2015 Helen Gilbert (Royal Holloway University of London) ”Let the Games Begin’: Pageants, Protests, Indigeneity (1968-2010)’. In The Politics of Interweaving Performance Cultures, edited by Erika Fischer-Lichte, Torsten Jost, Saskya Iris Jain (London: Routledge, 2014) 156-175.
What a story! This elegant essay looks at the complex, often contradictory way indigenous peoples have engaged with the mega-spectacles performed as part Olympics opening ceremonies. Gilbert wants readers to recognise that indigenous performances – in the stadium and in the streets outside – contain embodied enactments of agency. The essay is an extended, richly researched and passionately argued demonstration of the need for ‘new and nuanced ways of reconceptualising the grounds of aesthetic exchange’. Beyond the relatively recent academic vogue for the idea of ‘interweaving cultures’, she wants us to think again about the ‘particular threads and knots in a meshwork of performances that have brought indigeneity and Olympism into dialogue, however agonistically.’ Gilbert’s presentation and analyses of the processes and politics both of production and of protest are thoroughgoing, compelling and challenging. Her theoretical resources are very well-deployed and made tangible in relation to her case studies in ways that offer significant insights into the current state of postcolonial performance scholarship as well.

● ● ● ● ●

Task goal →
In the review, what does Gilbert want readers to recognize about indigenous performances in the stadium and the streets outside? You won't need the items for any of this.

● ● ● ● ●

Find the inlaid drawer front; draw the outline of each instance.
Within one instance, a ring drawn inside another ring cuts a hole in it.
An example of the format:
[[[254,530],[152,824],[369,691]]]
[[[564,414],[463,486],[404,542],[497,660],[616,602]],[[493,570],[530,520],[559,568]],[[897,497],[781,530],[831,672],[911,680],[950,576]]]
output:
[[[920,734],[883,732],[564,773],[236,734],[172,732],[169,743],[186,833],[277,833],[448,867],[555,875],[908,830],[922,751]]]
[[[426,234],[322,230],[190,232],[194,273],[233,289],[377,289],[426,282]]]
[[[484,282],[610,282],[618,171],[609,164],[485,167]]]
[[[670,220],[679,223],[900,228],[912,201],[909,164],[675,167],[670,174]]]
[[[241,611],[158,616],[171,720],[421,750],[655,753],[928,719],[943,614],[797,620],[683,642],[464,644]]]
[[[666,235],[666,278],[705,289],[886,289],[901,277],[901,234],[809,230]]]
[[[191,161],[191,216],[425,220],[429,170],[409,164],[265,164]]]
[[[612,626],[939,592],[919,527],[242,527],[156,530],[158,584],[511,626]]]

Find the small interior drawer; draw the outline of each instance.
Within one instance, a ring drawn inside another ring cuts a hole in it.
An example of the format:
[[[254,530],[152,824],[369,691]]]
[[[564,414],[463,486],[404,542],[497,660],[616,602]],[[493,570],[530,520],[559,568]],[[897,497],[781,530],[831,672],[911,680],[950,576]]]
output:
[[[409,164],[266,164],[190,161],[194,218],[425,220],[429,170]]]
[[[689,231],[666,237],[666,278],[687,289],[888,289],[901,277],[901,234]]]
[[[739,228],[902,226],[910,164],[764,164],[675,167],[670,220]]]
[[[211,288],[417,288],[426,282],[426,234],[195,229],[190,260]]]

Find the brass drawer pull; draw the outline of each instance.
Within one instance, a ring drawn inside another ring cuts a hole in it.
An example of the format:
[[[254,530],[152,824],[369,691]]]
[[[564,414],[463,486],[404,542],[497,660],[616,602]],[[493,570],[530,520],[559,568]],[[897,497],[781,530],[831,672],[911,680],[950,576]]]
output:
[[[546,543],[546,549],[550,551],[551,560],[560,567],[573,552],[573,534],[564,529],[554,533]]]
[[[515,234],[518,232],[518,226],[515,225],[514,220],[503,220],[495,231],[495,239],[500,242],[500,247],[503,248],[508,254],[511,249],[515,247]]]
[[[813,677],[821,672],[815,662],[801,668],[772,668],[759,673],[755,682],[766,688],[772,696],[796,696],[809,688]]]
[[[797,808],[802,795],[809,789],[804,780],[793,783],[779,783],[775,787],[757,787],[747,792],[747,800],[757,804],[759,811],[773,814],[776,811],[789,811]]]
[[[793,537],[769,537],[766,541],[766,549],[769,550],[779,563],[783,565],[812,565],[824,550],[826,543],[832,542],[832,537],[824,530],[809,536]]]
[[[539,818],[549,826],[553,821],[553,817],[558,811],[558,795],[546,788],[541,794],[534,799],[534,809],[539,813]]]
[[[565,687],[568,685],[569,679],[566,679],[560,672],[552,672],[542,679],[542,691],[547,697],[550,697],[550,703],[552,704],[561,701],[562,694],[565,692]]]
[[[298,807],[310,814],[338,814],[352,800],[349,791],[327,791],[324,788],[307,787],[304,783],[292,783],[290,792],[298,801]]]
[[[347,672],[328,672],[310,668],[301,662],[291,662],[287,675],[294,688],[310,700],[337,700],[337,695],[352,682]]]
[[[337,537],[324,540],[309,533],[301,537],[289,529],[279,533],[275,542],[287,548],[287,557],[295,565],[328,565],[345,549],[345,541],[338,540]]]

● ● ● ● ●

Solution below →
That they contain embodied enactments of agency.